Extract every line of the listing that contains the word "green".

[Dataset entries]
────
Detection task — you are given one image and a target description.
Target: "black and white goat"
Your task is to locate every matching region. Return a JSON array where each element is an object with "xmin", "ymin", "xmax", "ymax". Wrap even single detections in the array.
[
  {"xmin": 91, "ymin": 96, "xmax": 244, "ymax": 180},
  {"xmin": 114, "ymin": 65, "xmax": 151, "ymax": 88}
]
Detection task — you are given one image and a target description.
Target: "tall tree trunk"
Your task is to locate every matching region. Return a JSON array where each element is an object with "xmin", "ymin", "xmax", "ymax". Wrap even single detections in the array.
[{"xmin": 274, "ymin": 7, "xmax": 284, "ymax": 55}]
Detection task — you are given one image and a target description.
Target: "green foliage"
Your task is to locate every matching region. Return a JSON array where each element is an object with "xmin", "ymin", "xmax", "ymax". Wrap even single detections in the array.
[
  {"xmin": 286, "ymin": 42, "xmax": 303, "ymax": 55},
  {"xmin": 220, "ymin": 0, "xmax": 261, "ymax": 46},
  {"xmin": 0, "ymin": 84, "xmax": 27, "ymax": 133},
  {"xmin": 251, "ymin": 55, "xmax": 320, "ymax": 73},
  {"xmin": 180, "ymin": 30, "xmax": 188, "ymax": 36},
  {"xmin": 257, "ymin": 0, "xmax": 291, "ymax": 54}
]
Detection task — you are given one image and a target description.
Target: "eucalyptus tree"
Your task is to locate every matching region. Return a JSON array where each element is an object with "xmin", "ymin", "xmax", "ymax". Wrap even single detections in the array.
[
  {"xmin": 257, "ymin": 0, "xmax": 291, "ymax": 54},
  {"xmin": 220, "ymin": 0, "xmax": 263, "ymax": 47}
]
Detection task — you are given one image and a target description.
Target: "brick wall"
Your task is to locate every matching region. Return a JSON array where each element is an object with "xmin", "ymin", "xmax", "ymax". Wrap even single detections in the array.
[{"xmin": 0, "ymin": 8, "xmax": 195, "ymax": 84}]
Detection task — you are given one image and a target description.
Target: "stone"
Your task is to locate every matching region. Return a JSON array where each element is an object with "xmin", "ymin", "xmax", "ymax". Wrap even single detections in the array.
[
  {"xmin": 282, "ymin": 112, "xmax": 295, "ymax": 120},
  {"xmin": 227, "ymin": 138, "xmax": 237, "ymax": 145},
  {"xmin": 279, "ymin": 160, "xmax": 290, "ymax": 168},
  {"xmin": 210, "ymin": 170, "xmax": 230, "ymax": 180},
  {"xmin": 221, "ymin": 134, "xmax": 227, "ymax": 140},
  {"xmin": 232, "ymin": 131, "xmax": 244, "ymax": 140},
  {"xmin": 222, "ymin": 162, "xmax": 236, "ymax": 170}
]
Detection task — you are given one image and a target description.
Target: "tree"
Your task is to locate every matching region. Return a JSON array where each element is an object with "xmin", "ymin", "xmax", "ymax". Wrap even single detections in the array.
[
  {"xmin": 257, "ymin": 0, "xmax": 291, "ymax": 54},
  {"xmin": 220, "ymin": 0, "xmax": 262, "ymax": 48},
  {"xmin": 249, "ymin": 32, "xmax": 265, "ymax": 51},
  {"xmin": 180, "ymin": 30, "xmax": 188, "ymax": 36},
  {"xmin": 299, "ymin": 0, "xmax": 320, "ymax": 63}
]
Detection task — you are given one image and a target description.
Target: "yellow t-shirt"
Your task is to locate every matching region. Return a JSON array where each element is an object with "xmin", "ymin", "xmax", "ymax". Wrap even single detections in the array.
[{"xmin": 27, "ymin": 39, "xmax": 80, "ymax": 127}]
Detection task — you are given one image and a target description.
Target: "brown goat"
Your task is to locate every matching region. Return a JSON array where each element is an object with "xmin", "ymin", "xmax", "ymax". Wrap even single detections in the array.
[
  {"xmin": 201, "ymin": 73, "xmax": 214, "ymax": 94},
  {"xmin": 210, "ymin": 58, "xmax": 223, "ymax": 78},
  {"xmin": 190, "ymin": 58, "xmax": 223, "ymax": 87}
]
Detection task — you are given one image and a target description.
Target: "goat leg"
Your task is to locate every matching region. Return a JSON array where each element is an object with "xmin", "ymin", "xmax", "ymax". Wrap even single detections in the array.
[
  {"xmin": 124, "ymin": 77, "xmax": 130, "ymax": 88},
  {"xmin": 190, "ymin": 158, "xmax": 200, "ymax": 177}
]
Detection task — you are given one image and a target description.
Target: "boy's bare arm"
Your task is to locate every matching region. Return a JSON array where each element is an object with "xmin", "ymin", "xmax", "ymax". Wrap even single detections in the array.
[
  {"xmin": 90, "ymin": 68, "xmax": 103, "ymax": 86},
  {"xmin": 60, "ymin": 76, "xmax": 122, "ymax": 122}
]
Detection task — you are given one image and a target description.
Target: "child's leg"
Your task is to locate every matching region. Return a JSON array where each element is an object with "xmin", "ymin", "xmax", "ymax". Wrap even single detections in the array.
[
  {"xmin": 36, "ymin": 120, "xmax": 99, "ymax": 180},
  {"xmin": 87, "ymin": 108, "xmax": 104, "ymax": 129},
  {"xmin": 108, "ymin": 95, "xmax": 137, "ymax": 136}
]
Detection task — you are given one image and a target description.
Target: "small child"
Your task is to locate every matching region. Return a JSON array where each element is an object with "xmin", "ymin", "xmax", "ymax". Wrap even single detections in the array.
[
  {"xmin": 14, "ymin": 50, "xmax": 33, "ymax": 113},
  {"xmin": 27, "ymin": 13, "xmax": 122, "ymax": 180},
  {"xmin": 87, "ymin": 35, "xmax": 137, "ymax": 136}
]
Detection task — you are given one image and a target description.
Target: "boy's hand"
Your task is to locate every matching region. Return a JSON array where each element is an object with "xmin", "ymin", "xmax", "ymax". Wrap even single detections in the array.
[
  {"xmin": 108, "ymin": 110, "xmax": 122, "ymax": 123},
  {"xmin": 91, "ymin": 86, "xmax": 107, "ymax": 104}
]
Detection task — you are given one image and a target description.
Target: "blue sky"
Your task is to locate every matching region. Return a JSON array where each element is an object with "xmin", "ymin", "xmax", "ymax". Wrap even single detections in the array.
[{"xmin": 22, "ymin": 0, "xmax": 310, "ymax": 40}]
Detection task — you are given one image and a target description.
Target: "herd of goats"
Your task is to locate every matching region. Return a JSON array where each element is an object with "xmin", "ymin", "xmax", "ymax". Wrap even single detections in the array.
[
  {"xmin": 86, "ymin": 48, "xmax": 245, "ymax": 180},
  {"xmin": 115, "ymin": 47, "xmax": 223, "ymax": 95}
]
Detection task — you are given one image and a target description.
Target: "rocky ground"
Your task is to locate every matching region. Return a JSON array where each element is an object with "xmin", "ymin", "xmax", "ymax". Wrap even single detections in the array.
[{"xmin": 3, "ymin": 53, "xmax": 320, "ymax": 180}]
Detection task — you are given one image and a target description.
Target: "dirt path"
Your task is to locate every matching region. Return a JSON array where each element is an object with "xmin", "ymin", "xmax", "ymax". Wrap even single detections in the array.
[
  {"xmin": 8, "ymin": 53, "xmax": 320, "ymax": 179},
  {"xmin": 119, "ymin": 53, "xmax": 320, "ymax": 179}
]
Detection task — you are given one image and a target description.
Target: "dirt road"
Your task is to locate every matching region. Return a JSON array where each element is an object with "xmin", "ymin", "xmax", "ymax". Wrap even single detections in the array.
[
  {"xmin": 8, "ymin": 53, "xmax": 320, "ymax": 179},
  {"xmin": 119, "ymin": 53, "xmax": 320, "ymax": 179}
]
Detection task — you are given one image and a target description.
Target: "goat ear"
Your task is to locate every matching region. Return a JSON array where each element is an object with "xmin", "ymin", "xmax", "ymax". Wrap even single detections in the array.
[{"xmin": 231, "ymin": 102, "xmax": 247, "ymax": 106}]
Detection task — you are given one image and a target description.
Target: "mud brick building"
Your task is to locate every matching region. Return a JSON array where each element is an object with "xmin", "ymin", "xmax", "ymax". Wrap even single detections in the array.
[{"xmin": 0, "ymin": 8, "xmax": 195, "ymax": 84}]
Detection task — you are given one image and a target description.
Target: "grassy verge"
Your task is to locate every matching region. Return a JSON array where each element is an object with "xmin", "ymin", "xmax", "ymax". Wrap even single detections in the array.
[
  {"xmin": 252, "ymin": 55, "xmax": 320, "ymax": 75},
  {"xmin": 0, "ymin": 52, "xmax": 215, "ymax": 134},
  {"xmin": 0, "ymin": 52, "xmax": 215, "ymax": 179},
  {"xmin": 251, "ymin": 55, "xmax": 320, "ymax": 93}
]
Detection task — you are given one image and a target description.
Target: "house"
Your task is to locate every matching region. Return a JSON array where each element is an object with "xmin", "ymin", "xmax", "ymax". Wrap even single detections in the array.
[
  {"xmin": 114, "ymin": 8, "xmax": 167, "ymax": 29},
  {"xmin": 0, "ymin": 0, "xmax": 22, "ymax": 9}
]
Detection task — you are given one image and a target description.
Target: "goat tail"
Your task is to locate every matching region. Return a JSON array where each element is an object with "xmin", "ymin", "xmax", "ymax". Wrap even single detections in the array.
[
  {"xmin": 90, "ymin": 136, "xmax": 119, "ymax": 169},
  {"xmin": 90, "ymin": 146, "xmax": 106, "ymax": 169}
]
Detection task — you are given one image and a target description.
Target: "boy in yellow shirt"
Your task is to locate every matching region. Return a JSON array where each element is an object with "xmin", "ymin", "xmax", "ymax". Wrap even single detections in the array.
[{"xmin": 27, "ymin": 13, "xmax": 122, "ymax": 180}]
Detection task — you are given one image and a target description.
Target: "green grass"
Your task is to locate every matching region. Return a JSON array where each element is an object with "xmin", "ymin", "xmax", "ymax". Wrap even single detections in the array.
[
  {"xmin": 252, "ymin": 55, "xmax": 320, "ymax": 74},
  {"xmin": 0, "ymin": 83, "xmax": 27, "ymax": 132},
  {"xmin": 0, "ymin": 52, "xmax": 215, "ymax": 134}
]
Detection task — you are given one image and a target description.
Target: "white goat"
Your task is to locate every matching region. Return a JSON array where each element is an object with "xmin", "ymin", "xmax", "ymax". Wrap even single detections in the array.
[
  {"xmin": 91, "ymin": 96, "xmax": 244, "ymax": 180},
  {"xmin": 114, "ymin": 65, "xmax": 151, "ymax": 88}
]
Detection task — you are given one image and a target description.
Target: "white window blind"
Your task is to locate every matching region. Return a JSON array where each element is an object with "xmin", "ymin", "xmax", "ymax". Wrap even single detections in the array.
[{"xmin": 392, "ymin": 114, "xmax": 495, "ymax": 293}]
────
-- SOLUTION FOR THIS EXERCISE --
Target: "green foliage"
Target: "green grass"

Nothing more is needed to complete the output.